● **Required actions**
[1] In the article about Hugo Tempelman and the Ndlovu choir, reproduce the stretch from "He points out" through "in the back.", switching "jealous" to "envious".
[2] According to the article about Hugo Tempelman and the Ndlovu choir, which practical skills will the planned vocational school teach?
[3] Write the next part of the article about Hugo Tempelman and the Ndlovu choir, starting after its final sentence.

Page extract below:

Tempelman likes to use a metaphor: “From walking with the sand of Moutse between their toes, they now walk in shoes on the red carpet in Hollywood. When they come back, we have a hell of a task and that is to get them from that very high place back to the fact that tomorrow, you get your wheelbarrow again, and you have to go 5km to fetch 20l of water.
Mentally we have to guide those kids in the stardom, which shouldn’t go to your head. Because going up like this makes also that you can fall flat like thisHugo Tempelman
“Mentally we have to guide those kids in the stardom, which shouldn’t go to your head. Because going up like this makes also that you can fall flat like this. We are super, super proud and happy, but very anxious on how to guide it,” he says.
The 48 members of the choir are among 4,000 children to whom the NGO offers assistance with the aim of growing healthy, responsible and employable South Africans.
The group is also planning to open a vocational school that will teach practical skills such as painting, plumbing and masonry.
Like all prominent philanthropists, Tempelman is not without his detractors. Some whispered that the umlungu was using the kids to make money for himself. Tempelman has heard the rumours, and dismisses them.
He points out that the group was named Ndlovu — elephant — because the name represents strength and power.
“Do you know why we are an elephant? Because elephants have a thick skin. When you have success like this, there are many people jealous that they haven’t done it and I don’t care what they say. Because I know how we do it. I’m proud to say I’ve got a 25-year track record of working in that community and I’ve never stabbed anybody in the back.
“So if I want to continue, and I have a huge responsibility of 135 people employed and 4,000-plus people in our care, plus that massive research centre we are setting up, I’m not going to waste 25 years of hard work. If people want to accuse me of this then they are without the facts.”
The elephant in the Ndlovu Group logo is not just a symbol of Tempelman’s thick skin but a reminder of his student days in The Netherlands, where he was part of a student club called Dispuut Olifant (dispute elephant) that played a vital role in his transition to adulthood. When the time came to choose a name for the clinic, he wanted to honour both the people of SA and his heritage.

End of Page extract.
Records supplied below:

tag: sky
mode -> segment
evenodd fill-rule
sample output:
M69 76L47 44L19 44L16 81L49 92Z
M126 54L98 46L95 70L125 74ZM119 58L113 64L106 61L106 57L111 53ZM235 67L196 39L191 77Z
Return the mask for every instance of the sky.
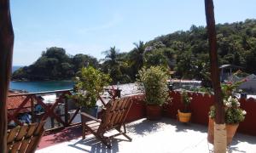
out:
M29 65L42 51L104 58L115 46L148 42L192 25L206 26L204 0L10 0L15 31L13 65ZM214 0L216 23L256 19L255 0Z

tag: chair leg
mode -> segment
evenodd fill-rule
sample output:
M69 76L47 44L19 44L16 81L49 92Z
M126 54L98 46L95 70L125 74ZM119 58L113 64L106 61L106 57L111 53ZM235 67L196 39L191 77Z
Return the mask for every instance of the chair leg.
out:
M99 138L99 139L108 148L111 149L111 144L110 143L108 142L108 140L109 141L108 138L102 136Z
M82 131L82 139L85 139L85 132L86 132L84 124L85 123L84 123L84 117L82 117L82 129L83 129L83 131Z
M132 139L126 134L126 127L125 127L125 124L124 124L123 127L124 127L124 133L123 133L123 135L125 137L126 137L130 141L131 141Z

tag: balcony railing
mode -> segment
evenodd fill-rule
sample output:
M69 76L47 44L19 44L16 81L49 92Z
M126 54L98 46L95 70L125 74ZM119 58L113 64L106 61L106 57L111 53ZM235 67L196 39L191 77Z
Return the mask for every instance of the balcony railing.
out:
M108 91L110 94L108 96L111 99L114 99L117 94L116 91ZM39 95L55 94L58 96L55 101L51 104L47 104ZM71 94L72 90L59 90L53 92L43 92L43 93L32 93L32 94L21 94L15 95L9 95L11 97L24 96L22 103L19 105L19 108L15 110L9 110L8 115L8 121L14 121L16 124L21 125L22 122L18 120L19 114L24 112L24 109L29 109L30 114L32 116L32 122L38 122L42 119L48 119L49 126L48 125L48 129L52 129L56 127L66 128L72 125L80 123L79 117L79 108L76 107L73 100L65 99L65 94ZM194 123L199 123L203 125L207 125L208 123L208 111L210 106L213 104L213 95L208 95L198 93L189 93L189 96L193 98L191 105L189 105L192 111L192 120ZM136 95L131 95L133 97L133 105L127 115L126 122L132 122L138 120L146 116L146 105L144 103L144 94L139 94ZM170 96L172 98L171 103L163 105L163 116L177 118L177 109L183 107L181 103L181 95L179 92L170 92ZM106 102L105 97L101 97L100 99L103 104ZM241 99L241 107L247 111L246 118L244 122L241 122L238 128L238 132L254 135L256 136L256 100L253 99ZM27 105L31 104L31 105ZM41 105L44 111L38 113L35 110L36 105ZM58 107L62 107L62 112L58 112ZM78 120L77 120L78 119Z
M102 105L108 99L120 96L120 90L104 88L104 94L99 96ZM23 125L46 120L45 128L66 128L80 123L79 112L80 108L75 101L67 98L73 94L72 89L9 94L8 97L9 127ZM49 97L45 100L43 97Z

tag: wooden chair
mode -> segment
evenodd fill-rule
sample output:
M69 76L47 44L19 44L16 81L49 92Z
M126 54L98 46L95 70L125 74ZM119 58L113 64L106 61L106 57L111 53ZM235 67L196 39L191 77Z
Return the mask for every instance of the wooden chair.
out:
M45 121L18 126L7 132L8 153L33 153L44 131Z
M101 119L95 118L86 113L82 112L83 139L85 139L85 132L89 130L96 139L101 140L108 148L111 148L109 140L111 138L124 135L131 141L131 139L126 135L126 128L125 121L129 110L132 105L131 97L116 99L108 102L103 109ZM88 121L90 120L90 121ZM123 131L121 130L123 127ZM104 133L109 130L116 129L119 133L110 137L104 136Z

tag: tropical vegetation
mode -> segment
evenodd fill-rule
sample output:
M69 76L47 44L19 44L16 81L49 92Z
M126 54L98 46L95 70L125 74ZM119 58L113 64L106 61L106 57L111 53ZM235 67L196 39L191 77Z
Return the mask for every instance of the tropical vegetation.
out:
M216 25L218 63L243 67L247 73L256 73L256 20ZM175 71L174 77L201 80L211 87L208 41L205 26L192 26L160 36L152 41L134 42L131 51L119 52L111 47L97 60L86 54L70 55L64 48L49 48L32 65L16 71L13 80L70 79L84 65L108 73L112 83L133 82L143 67L160 65Z
M75 94L67 97L75 99L79 106L94 107L103 87L108 86L110 81L109 75L92 66L82 67L74 79Z
M143 67L139 71L138 83L144 88L147 105L162 105L169 99L168 75L160 66Z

End of Records supplied.

● **Answers below**
[1]
He points out that the group was named Ndlovu — elephant — because the name represents strength and power.
“Do you know why we are an elephant? Because elephants have a thick skin. When you have success like this, there are many people envious that they haven’t done it and I don’t care what they say. Because I know how we do it. I’m proud to say I’ve got a 25-year track record of working in that community and I’ve never stabbed anybody in the back.

[2] Painting, plumbing and masonry.

[3]
He has also been given a Zulu name by the people of Moutse. They call him Hlanganani, which means “he who brings people together”. For Tempelman, this is a great honour because he believes that’s what he has been trying to do for almost 30 years.
“I get so much back from the community,” he says. “I feel a sense of responsibility. I feel like I don’t have a job, I have a hobby which takes up 160% of my time. I’m part of the community. They accepted me as a part of the community. I’m invited from the birth of a child to the funerals, to the celebration of any event. We are always there for each other, and that is a special position.”
Before we leave his office, which is filled with medical books and journals, he draws our attention to a brown, scroll-like poster on his wall. Written on it is a phrase he says he lives by, which exists in some form in about 50 different languages, ideologies and religions. It says: “Shit happens.”
Until this week, Tempelman was concerned about the potential problems that could arise if the choir won America’s Got Talent. The singers would have to remain under contract in the US, and expectations of a financial windfall would balloon dramatically in the village.
Now that they are on their way home, having received a standing ovation in the final round with their version of Toto’s Africa, but ultimately not first place, some of these fears have been put to rest.
In our conversation before the outcome was known, he said: “Either way they cannot lose, because we have gained so much. My aim is to celebrate that.”